A ganar!

23 września w Peru obchodzi się: pierwszy dzień wiosny, dzień ucznia i studenta, dzień technika oraz dzień peruwiańskich sił powietrznych. Nie jestem pewna czy o czymś nie zapomniałam ;)

Dużo tych okazji jak na jeden jedyny dzień.

W tym też dniu w Cetpro w Arequipie odbywała się lekkoatletyczna olimpiada szkół technicznych. Naturalnie nie mogło w niej zabraknąć drużyny z Majes.

W związku z ubiegłoroczną sportowa klęską w tym roku sprowadzono do Majes trenera o międzynarodowym lekkoatletycznym dorobku, niejakiego Michała J- pseudonim Wolontariusz SWM. Podpisany kontrakt zakładał iż strony dołożą wszelkich starań, by raz na zawsze druzgocąco pokonać przeciwników z Arequipy w zamian za co Wolontariusz będzie miał prawo przebywać na terenie Peru przez co najmniej rok a wyszkoleni chłopcy będą wreszcie chodzić z podniesionymi głowami i wypięta piersią ;)

> **Zadanie A**: Powtórz dokładnie cały tekst o olimpiadzie lekkoatletycznej szkół technicznych w Arequipie.
Rekordy nie mają żadnego związku z tekstem.

(Zapisane dane)
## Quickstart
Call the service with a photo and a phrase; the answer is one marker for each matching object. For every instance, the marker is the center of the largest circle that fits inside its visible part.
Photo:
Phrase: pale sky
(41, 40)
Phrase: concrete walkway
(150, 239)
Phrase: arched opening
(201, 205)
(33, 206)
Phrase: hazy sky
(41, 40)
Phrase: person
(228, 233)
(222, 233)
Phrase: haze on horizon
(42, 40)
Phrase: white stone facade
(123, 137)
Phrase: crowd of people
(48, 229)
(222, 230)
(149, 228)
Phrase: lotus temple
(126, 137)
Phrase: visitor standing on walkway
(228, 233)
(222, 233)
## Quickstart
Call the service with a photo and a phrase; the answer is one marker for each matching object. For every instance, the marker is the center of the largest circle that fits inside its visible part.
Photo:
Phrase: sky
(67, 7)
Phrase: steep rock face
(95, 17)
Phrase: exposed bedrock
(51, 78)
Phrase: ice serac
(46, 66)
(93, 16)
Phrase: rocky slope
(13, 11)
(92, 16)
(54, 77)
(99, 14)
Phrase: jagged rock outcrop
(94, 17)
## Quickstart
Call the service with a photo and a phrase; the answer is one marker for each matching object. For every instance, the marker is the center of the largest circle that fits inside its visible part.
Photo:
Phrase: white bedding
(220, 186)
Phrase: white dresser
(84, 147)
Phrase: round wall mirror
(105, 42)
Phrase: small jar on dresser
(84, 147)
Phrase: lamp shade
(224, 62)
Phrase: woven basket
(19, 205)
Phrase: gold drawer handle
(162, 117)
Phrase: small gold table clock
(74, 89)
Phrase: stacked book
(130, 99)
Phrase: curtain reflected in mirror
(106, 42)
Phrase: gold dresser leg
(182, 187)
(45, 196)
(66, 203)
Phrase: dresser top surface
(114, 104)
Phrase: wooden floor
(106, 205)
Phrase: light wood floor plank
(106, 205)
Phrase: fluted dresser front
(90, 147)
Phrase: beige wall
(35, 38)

> **Zadanie B**: Zamień na listę numerowaną wiersze rekordów od wiersza zawierającego „Phrase: light wood floor plank” aż do ostatniego wiersza rekordów włącznie, pomijając puste wiersze.

> **Pełna odpowiedź A**:
A ganar!

23 września w Peru obchodzi się: pierwszy dzień wiosny, dzień ucznia i studenta, dzień technika oraz dzień peruwiańskich sił powietrznych. Nie jestem pewna czy o czymś nie zapomniałam ;)

Dużo tych okazji jak na jeden jedyny dzień.

W tym też dniu w Cetpro w Arequipie odbywała się lekkoatletyczna olimpiada szkół technicznych. Naturalnie nie mogło w niej zabraknąć drużyny z Majes.

W związku z ubiegłoroczną sportowa klęską w tym roku sprowadzono do Majes trenera o międzynarodowym lekkoatletycznym dorobku, niejakiego Michała J- pseudonim Wolontariusz SWM. Podpisany kontrakt zakładał iż strony dołożą wszelkich starań, by raz na zawsze druzgocąco pokonać przeciwników z Arequipy w zamian za co Wolontariusz będzie miał prawo przebywać na terenie Peru przez co najmniej rok a wyszkoleni chłopcy będą wreszcie chodzić z podniesionymi głowami i wypięta piersią ;)

> **Pełna odpowiedź B**:
1. Phrase: light wood floor plank
2. (106, 205)
3. Phrase: fluted dresser front
4. (90, 147)
5. Phrase: beige wall
6. (35, 38)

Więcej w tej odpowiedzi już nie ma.